Exercise requirements:
1 - List every place name that appears in the three paragraphs of the story about Oliver's ferry.
2 - Write out, word for word, the passage of the story about Oliver's ferry that begins with the words containing "His neighbours seldom" and ends with "left the building.".

The Story of Oliver’s Ferry

 

There is a legend told at Rideau Ferry, Ontario of murder most foul, where travelers disappear,  and of human bones found. In the early 1800s, a Mr. Oliver set up a ferry business at today’s Rideau Ferry. His ferry, a rough hewn raft, linked roads leading from Brockville and Perth. Mr. Oliver had one unusual quirk. He would refuse to take travelers across to the far side after dark, preferring to put them up in his house overnight and send them on their way at first light in the morning.

 

His neighbours seldom saw the travelers in the morning. When asked about them, Mr. Oliver would simply say “They went on their way at first light and you must have been asleep”. One strange thing kept happening though. Many of the travelers who had stayed overnight at Oliver’s house did not arrive at their destination; the neighbours thought victims perhaps, of murderous highway robbers.

 

Years later, long after Mr. Oliver has passed away, a bridge was to be constructed to replace the ferry service. When the outbuildings on the Oliver property were dismantled to make way for the bridge, human bones were found under the floors and in the walls. The travelers had never left the building.

Data shown:
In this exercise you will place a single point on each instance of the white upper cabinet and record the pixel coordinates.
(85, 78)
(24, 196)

Worked answers:
1 - Rideau Ferry, Ontario, Brockville, Perth

2 -
His neighbours seldom saw the travelers in the morning. When asked about them, Mr. Oliver would simply say “They went on their way at first light and you must have been asleep”. One strange thing kept happening though. Many of the travelers who had stayed overnight at Oliver’s house did not arrive at their destination; the neighbours thought victims perhaps, of murderous highway robbers.

 

Years later, long after Mr. Oliver has passed away, a bridge was to be constructed to replace the ferry service. When the outbuildings on the Oliver property were dismantled to make way for the bridge, human bones were found under the floors and in the walls. The travelers had never left the building.